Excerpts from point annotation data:

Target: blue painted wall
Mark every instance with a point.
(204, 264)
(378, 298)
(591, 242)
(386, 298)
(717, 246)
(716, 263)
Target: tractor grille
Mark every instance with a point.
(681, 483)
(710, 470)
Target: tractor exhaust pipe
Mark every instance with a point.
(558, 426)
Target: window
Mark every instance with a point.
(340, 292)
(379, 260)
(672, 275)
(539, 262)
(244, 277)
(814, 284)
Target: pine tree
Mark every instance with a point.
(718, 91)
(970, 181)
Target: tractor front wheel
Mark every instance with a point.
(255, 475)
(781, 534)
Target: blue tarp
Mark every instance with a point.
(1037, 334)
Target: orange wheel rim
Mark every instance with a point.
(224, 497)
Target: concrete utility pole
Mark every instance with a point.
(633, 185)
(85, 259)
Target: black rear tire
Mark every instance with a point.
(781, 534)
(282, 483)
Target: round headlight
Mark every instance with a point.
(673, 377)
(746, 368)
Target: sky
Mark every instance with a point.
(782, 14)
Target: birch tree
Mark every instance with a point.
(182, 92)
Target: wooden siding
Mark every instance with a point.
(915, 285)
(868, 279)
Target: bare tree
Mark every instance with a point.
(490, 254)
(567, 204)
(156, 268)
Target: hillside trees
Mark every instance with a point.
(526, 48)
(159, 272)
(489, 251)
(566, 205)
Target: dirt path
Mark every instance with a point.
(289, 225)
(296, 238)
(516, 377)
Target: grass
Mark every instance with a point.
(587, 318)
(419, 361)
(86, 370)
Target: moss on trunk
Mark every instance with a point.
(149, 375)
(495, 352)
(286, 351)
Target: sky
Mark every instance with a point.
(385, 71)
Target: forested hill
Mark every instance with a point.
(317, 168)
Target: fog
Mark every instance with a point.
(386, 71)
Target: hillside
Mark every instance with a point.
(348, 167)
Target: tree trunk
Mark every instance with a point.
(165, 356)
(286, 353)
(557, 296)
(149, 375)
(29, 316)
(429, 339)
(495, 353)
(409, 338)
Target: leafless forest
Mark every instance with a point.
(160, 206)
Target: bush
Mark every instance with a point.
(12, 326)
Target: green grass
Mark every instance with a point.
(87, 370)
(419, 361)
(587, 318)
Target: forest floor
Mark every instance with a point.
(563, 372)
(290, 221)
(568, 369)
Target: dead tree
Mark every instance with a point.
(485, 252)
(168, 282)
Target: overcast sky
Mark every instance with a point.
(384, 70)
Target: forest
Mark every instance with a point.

DO THIS: Convert every line of the rows above into a Markdown table with the columns "No." and "Line", numbering each line in order and omitting blank lines.

EXPECTED OUTPUT:
| No. | Line |
|---|---|
| 1 | Target: blue painted wall |
| 2 | Mark every instance with a point. |
| 3 | (204, 264) |
| 4 | (378, 298) |
| 5 | (591, 242) |
| 6 | (386, 298) |
| 7 | (717, 246) |
| 8 | (716, 263) |
| 9 | Target: tractor grille |
| 10 | Mark every instance with a point. |
| 11 | (681, 483) |
| 12 | (710, 470) |
| 13 | Target: tractor exhaust pipe |
| 14 | Mark every instance with a point. |
| 15 | (558, 426) |
| 16 | Target: window |
| 17 | Mark every instance with a point. |
| 18 | (340, 292) |
| 19 | (379, 260) |
| 20 | (672, 275) |
| 21 | (539, 262) |
| 22 | (244, 277) |
| 23 | (814, 284) |
| 24 | Target: pine tree |
| 25 | Mark every instance with a point. |
| 26 | (718, 91) |
| 27 | (970, 181) |
| 28 | Target: tractor front wheel |
| 29 | Mark every instance with a point. |
| 30 | (255, 475) |
| 31 | (781, 534) |
| 32 | Target: blue tarp |
| 33 | Mark every instance with a point. |
| 34 | (1037, 334) |
| 35 | Target: orange wheel rim |
| 36 | Mark every instance with a point. |
| 37 | (224, 497) |
| 38 | Target: concrete utility pole |
| 39 | Mark every instance with a point. |
| 40 | (633, 185) |
| 41 | (85, 259) |
| 42 | Target: black rear tire |
| 43 | Mark every instance with a point. |
| 44 | (781, 534) |
| 45 | (282, 483) |
| 46 | Target: round headlight |
| 47 | Mark every instance with a point. |
| 48 | (673, 377) |
| 49 | (746, 368) |
| 50 | Target: sky |
| 51 | Mark every instance with a point. |
| 52 | (782, 14) |
| 53 | Target: birch tree |
| 54 | Mark every instance with a point. |
| 55 | (182, 92) |
| 56 | Target: wooden siding |
| 57 | Mark every instance with a point. |
| 58 | (915, 285) |
| 59 | (868, 279) |
| 60 | Target: bare tree |
| 61 | Mark every instance with a point. |
| 62 | (490, 254) |
| 63 | (567, 204) |
| 64 | (156, 268) |
| 65 | Target: hillside trees |
| 66 | Mark every instance with a point. |
| 67 | (526, 48) |
| 68 | (159, 272) |
| 69 | (489, 251) |
| 70 | (566, 205) |
| 71 | Target: dirt path |
| 72 | Mark every instance with a point. |
| 73 | (289, 225) |
| 74 | (296, 238) |
| 75 | (516, 377) |
| 76 | Target: grass |
| 77 | Mark every instance with a point. |
| 78 | (587, 318) |
| 79 | (419, 361) |
| 80 | (86, 370) |
| 81 | Target: moss on trunk |
| 82 | Mark every instance with a point. |
| 83 | (149, 375) |
| 84 | (495, 352) |
| 85 | (286, 351) |
| 86 | Target: sky |
| 87 | Mark every instance with a point. |
| 88 | (385, 71) |
| 89 | Target: forested hill |
| 90 | Mark every instance with a point. |
| 91 | (317, 168) |
| 92 | Target: fog |
| 93 | Mark every instance with a point. |
| 94 | (386, 71) |
| 95 | Target: hillside |
| 96 | Mark every instance with a point. |
| 97 | (348, 167) |
| 98 | Target: tree trunk |
| 99 | Mark every instance with a point. |
| 100 | (165, 356) |
| 101 | (286, 353) |
| 102 | (557, 296) |
| 103 | (149, 375) |
| 104 | (29, 316) |
| 105 | (429, 339) |
| 106 | (495, 353) |
| 107 | (409, 338) |
| 108 | Target: leafless forest |
| 109 | Mark every instance with a point. |
| 110 | (160, 206) |
| 111 | Target: bush |
| 112 | Mark every instance with a point. |
| 113 | (12, 326) |
| 114 | Target: green grass |
| 115 | Mark every instance with a point. |
| 116 | (87, 370) |
| 117 | (419, 361) |
| 118 | (587, 318) |
| 119 | Target: forest floor |
| 120 | Mark every instance with a point. |
| 121 | (563, 372) |
| 122 | (290, 221) |
| 123 | (568, 369) |
| 124 | Target: dead tree |
| 125 | Mark every instance with a point. |
| 126 | (485, 252) |
| 127 | (168, 282) |
| 128 | Target: overcast sky |
| 129 | Mark every instance with a point. |
| 130 | (384, 70) |
| 131 | Target: forest |
| 132 | Mark every instance with a point. |